_DATA ROWS_.
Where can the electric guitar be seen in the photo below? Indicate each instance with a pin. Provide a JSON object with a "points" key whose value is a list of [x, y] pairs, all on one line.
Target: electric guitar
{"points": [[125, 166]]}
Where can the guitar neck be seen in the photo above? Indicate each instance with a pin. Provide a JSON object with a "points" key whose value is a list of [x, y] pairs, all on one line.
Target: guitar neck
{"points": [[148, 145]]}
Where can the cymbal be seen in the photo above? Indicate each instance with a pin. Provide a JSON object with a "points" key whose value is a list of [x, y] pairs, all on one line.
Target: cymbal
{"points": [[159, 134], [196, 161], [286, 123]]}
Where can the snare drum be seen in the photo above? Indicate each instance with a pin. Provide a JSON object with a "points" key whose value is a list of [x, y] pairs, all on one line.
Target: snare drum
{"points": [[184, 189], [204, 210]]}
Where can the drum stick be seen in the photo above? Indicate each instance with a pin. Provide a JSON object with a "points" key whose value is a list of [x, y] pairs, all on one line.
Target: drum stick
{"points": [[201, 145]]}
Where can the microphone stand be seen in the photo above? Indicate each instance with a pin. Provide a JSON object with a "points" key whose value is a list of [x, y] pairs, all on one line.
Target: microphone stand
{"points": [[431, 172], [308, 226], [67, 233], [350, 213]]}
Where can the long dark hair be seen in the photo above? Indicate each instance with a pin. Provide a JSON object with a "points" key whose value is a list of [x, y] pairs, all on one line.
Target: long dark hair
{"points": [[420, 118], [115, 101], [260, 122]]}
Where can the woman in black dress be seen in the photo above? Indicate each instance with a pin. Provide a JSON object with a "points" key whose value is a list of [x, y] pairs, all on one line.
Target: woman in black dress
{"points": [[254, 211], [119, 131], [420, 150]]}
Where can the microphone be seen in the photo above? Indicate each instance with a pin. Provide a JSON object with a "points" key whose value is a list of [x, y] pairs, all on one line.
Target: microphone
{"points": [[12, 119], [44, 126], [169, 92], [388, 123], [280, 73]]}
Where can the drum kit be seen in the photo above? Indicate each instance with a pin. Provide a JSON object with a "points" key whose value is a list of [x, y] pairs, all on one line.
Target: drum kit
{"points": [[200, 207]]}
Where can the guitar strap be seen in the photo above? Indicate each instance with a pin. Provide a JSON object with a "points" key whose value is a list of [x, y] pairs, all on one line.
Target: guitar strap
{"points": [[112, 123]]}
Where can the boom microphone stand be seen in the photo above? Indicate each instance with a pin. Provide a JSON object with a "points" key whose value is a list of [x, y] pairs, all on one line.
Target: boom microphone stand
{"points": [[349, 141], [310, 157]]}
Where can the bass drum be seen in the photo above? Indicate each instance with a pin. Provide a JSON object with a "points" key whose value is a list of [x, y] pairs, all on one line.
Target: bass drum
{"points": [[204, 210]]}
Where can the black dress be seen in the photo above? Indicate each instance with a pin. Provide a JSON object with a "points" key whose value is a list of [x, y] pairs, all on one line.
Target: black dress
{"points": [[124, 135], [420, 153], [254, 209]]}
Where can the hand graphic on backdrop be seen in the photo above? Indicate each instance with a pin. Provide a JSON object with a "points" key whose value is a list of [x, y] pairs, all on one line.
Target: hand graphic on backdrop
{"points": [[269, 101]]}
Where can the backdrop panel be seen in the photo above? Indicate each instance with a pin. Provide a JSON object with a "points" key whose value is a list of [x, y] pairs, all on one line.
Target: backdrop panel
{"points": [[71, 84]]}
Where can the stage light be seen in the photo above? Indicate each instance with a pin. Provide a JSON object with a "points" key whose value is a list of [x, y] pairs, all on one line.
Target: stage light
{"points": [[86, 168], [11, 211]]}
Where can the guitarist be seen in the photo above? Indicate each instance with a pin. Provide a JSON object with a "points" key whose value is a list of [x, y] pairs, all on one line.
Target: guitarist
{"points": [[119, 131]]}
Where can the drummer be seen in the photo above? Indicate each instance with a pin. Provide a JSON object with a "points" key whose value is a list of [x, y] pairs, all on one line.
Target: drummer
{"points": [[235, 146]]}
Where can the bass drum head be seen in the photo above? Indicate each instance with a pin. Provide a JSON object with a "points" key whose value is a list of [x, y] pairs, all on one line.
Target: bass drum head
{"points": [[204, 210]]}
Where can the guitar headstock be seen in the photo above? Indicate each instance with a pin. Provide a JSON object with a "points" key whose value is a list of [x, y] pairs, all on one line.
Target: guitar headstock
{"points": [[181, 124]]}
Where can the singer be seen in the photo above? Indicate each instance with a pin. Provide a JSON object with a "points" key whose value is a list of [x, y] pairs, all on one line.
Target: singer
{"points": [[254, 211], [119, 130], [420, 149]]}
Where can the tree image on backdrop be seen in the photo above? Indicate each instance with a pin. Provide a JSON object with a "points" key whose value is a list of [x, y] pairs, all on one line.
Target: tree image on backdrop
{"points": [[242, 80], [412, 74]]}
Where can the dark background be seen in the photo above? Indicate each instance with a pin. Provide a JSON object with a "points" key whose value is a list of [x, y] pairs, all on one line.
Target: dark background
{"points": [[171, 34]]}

_DIRECTIONS_. Faithfully reproduce all of the records, character for character.

_THE COMPLETED TASK_.
Where can the electric guitar be seen in the photo below? Indicate each instance with a pin. Provide a JSON object with a "points" key whose value is a list of [x, y] pairs, all on one line.
Target: electric guitar
{"points": [[125, 166]]}
Where can the guitar neck be seen in the photo above? Indicate each instance with a pin. Provide a JSON object with a "points" key whose value is a list of [x, y] pairs, all on one line.
Target: guitar neck
{"points": [[148, 145]]}
Where can the cymbal be seen in the photo above? Indicate each instance with a pin. Provide a JSON object with a "points" key whose value is a list of [x, y] pairs, all on one line.
Target: cymbal
{"points": [[159, 134], [196, 161], [286, 123]]}
Where can the snare drum be seen in the photo above? Indicate each instance with a pin. Provide a JSON object with a "points" key whose value is a list of [x, y] pairs, all on one line.
Target: snare drum
{"points": [[184, 189], [204, 210]]}
Where can the drum stick be seen in the photo above? Indicate each instance with a pin. Provide a JSON object with a "points" key whose value is a list of [x, y] pairs, all on one line.
Target: drum stick
{"points": [[201, 145]]}
Where can the microphone stand be seen in the photo above? Indicate each instance with a pin. Provide a JSON object with a "points" key whose value is a list of [x, y] pairs, all on one line.
Target: microphone stand
{"points": [[431, 172], [308, 226], [67, 233], [350, 213]]}
Where can the long dark hair be seen in the photo above? Indicate each instance with a pin. Provide a JSON object with a "points" key whose value is a list of [x, y] pairs, all on one line.
Target: long dark hair
{"points": [[420, 118], [115, 101], [260, 122]]}
Where can the woman in black dress be seen in the photo above? Indicate each instance with a pin. Provide a JSON object with a "points" key whose value is a list of [x, y] pairs, all on one line.
Target: woman in black dress
{"points": [[254, 211], [119, 131], [420, 150]]}
Where can the microphone be seen in the photo above? Indicate each instance with a pin. Provide a JSON object with a "points" key whose value is a list of [x, y] pairs, all on one line.
Target: microphone
{"points": [[12, 119], [44, 126], [169, 92], [388, 123], [280, 73]]}
Where can the drum kit be seen in the photo above? Indicate each instance with a pin. Provide a JSON object with a "points" key whose value is a list of [x, y] pairs, all on one line.
Target: drum kit
{"points": [[200, 207]]}
Where can the guitar strap be seen in the photo above? Indicate each instance with a pin. Provide a JSON object with a "points" key whose value is a list of [x, y] pairs, all on one line.
Target: guitar strap
{"points": [[112, 123]]}
Where can the boom microphone stand be seen in the photo above? Indicate each instance with a pin. Provide a JSON object with a "points" key whose value is a list of [x, y] pairs, all on one line.
Target: boom microphone stand
{"points": [[349, 141], [310, 157]]}
Where can the bass drum be seen in the photo above? Indicate each instance with a pin. Provide a JSON object with a "points" key whose value is a list of [x, y] pairs, all on one line.
Target: bass drum
{"points": [[204, 210]]}
Where can the black dress be seen in the photo above? Indicate each instance with a pin. Provide a JSON object with a "points" key whose value is a list of [x, y] pairs, all on one line.
Target: black dress
{"points": [[124, 135], [420, 153], [254, 209]]}
Where can the hand graphic on backdrop be seen in the photo above? Indicate each instance with a pin. Provide a JSON object with a "points" key whose value is a list of [x, y] pairs, all on one line.
Target: hand graphic on backdrop
{"points": [[269, 101]]}
Where can the backdrop panel be seen in the photo above? Indicate each instance with a pin. Provide a JSON object with a "points" key whose value is a list of [x, y] pairs, all on one line.
Target: backdrop panel
{"points": [[71, 84]]}
Where can the stage light be seen in the photo above? Indicate each instance with a pin. Provide a JSON object with a "points" key whose value is a list of [x, y] pairs, all on one line.
Target: stage light
{"points": [[86, 168], [11, 211]]}
Where can the guitarist be seen in the photo above? Indicate each instance with a pin. Provide a JSON object with a "points" key whose value is a list of [x, y] pairs, all on one line.
Target: guitarist
{"points": [[119, 131]]}
Where can the drummer be seen in the photo above? Indicate each instance with a pin. Provide a JSON object with a "points" key whose value is a list of [x, y] pairs, all on one line.
Target: drummer
{"points": [[235, 146]]}
Where can the bass drum head be seen in the photo above? Indicate each instance with a pin. Provide a JSON object with a "points" key whose value is a list of [x, y] pairs, all on one line.
Target: bass drum head
{"points": [[204, 210]]}
Where can the guitar headstock be seen in the photo above? Indicate each instance with a pin. Provide a JSON object with a "points" key whose value is a list of [x, y] pairs, all on one line.
Target: guitar headstock
{"points": [[181, 124]]}
Where can the singer be seen in the photo above? Indicate each instance with a pin. Provide a JSON object with a "points" key whose value is a list of [x, y] pairs, all on one line.
Target: singer
{"points": [[254, 211], [119, 130], [420, 149]]}
Where can the tree image on backdrop be seen in the photo above? Indicate each instance with a pin. Provide a JSON object with a "points" key whose value is a list of [x, y] pairs, all on one line.
Target: tree image on backdrop
{"points": [[242, 80], [412, 74]]}
Where can the dark background be seen in the photo above? Indicate each instance with a pin. Provide a JSON object with a "points" key whose value is a list of [x, y] pairs, all on one line.
Target: dark background
{"points": [[171, 34]]}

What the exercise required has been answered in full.